## Stored data
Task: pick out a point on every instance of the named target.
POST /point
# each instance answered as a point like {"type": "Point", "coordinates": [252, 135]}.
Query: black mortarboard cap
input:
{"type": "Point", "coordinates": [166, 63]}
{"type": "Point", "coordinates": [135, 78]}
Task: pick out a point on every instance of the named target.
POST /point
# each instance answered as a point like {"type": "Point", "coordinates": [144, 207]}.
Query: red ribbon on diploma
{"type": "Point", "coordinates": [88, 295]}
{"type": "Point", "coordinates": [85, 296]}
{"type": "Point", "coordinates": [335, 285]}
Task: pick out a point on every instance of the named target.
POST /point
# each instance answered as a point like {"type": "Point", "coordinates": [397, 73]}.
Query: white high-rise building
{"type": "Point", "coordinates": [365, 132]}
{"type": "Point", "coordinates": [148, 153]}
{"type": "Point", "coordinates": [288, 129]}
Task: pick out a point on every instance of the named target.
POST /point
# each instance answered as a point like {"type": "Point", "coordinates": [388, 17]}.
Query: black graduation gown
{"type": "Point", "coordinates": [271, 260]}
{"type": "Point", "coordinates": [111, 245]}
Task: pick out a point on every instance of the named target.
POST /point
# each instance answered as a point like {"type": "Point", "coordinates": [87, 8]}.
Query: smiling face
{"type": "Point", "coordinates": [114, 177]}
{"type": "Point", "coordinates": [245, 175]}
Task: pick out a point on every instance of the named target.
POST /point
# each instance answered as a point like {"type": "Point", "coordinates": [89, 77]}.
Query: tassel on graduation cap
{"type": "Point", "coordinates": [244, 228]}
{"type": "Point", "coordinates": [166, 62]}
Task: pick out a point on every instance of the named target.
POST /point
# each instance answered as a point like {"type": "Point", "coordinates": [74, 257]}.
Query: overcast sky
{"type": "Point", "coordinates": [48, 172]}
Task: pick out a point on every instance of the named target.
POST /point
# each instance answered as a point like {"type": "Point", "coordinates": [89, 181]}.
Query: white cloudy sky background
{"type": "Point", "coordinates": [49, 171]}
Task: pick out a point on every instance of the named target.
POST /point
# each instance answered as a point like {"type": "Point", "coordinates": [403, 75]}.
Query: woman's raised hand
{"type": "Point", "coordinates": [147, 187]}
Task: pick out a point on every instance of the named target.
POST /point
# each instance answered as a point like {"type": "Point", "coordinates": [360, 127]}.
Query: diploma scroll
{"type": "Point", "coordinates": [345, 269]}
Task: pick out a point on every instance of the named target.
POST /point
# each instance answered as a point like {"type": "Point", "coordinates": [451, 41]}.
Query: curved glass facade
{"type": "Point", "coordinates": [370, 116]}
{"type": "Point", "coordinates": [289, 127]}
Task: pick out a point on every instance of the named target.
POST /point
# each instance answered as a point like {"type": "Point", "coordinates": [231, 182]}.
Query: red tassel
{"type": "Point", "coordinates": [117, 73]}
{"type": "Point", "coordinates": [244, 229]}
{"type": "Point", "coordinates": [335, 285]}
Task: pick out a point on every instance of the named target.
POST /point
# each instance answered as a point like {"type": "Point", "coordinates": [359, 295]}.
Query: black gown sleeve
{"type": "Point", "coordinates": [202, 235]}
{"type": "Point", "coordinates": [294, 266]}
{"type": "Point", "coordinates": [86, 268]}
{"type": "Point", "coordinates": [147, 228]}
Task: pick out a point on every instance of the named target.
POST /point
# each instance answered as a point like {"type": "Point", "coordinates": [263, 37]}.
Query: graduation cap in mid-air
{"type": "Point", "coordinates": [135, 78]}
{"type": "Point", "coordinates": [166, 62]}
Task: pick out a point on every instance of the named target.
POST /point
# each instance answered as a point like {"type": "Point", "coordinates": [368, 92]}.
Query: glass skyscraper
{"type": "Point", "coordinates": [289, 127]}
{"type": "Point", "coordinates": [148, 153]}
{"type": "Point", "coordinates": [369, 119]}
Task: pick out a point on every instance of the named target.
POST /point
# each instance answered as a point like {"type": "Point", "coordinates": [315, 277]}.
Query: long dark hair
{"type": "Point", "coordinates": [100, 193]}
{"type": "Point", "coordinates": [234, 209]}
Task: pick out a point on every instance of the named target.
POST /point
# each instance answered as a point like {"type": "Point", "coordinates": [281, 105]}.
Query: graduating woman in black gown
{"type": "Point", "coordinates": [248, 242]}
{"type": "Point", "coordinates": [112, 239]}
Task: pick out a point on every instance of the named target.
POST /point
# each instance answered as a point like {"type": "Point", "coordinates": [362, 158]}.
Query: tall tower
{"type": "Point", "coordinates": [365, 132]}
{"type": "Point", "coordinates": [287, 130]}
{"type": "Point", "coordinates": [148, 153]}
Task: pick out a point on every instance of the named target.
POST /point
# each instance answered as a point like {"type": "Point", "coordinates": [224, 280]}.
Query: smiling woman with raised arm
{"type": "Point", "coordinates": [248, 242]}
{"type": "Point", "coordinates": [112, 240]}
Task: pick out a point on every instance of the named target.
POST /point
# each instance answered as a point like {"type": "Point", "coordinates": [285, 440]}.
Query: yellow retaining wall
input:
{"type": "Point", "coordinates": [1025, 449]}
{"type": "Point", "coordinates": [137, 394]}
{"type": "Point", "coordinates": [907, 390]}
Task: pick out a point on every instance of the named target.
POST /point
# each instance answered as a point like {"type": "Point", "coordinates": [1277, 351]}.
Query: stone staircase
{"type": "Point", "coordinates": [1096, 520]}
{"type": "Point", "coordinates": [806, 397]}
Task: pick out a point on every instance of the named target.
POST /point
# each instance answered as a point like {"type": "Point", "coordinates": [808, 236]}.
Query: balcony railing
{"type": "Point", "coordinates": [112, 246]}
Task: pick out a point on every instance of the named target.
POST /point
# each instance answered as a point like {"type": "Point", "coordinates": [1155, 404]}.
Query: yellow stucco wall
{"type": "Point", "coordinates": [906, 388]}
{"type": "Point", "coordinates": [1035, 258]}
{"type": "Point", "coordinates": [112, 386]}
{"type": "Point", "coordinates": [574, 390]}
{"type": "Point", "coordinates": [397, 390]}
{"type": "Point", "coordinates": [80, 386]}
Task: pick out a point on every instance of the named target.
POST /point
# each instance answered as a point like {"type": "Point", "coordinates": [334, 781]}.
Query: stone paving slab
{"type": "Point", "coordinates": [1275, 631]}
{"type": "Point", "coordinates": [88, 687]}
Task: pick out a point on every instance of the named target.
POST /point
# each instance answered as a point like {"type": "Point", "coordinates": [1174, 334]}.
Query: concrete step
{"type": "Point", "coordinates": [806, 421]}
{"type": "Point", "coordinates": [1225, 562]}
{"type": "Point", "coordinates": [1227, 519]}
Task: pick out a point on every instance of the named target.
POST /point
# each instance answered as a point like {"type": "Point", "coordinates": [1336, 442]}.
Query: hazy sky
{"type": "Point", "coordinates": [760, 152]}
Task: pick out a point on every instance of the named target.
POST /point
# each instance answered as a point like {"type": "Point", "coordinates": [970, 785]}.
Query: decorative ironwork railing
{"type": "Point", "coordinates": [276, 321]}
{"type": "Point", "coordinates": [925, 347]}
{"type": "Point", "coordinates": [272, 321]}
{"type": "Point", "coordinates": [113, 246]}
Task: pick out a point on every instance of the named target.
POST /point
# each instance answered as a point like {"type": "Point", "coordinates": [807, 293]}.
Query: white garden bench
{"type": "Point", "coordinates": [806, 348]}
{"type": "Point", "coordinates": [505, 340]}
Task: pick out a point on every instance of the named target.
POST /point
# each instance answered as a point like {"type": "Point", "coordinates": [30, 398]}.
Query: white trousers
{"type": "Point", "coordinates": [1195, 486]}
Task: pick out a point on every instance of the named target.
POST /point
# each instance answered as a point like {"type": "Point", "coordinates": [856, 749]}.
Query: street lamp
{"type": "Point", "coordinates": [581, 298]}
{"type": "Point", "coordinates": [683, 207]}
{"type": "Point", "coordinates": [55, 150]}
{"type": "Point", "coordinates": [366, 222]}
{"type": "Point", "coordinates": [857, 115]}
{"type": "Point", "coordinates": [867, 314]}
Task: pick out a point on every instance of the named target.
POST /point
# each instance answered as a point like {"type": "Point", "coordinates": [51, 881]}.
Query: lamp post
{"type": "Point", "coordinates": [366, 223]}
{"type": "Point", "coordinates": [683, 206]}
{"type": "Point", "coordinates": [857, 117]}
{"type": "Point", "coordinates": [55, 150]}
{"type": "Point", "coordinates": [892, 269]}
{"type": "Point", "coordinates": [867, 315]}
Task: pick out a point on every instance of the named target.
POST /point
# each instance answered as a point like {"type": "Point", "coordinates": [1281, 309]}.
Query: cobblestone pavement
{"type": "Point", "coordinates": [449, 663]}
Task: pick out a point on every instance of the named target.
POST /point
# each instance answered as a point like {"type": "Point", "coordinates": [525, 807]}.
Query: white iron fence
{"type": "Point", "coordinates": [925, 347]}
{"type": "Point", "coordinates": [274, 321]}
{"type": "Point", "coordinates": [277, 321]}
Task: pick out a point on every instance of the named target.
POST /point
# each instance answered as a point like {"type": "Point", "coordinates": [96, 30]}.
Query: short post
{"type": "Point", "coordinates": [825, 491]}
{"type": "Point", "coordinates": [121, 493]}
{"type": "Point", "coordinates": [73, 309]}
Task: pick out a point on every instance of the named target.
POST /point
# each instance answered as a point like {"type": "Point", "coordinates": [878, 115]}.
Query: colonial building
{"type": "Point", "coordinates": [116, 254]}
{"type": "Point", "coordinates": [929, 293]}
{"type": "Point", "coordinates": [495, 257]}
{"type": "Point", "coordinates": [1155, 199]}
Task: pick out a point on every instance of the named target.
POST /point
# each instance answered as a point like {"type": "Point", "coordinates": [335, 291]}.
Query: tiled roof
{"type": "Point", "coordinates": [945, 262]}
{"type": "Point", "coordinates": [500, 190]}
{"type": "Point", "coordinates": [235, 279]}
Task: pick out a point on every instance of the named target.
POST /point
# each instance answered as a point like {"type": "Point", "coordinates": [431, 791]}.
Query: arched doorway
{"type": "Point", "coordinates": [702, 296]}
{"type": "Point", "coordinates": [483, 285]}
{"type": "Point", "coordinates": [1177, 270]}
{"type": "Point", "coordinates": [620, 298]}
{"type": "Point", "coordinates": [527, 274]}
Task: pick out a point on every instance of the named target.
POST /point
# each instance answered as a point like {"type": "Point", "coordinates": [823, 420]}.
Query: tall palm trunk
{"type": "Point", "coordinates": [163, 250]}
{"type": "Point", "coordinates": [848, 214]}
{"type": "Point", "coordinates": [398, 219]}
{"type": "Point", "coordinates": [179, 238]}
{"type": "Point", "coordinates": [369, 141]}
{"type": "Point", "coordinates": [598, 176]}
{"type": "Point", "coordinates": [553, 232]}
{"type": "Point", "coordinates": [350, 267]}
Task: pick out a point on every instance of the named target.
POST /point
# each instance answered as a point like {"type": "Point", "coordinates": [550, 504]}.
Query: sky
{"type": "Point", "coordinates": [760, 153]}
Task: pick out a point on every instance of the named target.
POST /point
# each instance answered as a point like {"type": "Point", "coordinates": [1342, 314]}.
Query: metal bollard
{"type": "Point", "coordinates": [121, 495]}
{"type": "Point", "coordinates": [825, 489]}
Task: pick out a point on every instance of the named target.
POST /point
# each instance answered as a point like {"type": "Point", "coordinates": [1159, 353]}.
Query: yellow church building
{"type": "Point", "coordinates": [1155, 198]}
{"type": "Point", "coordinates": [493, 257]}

## Work required
How many lines in the items above contain the word "railing"? Reply with the number alone.

## Response to the exercise
2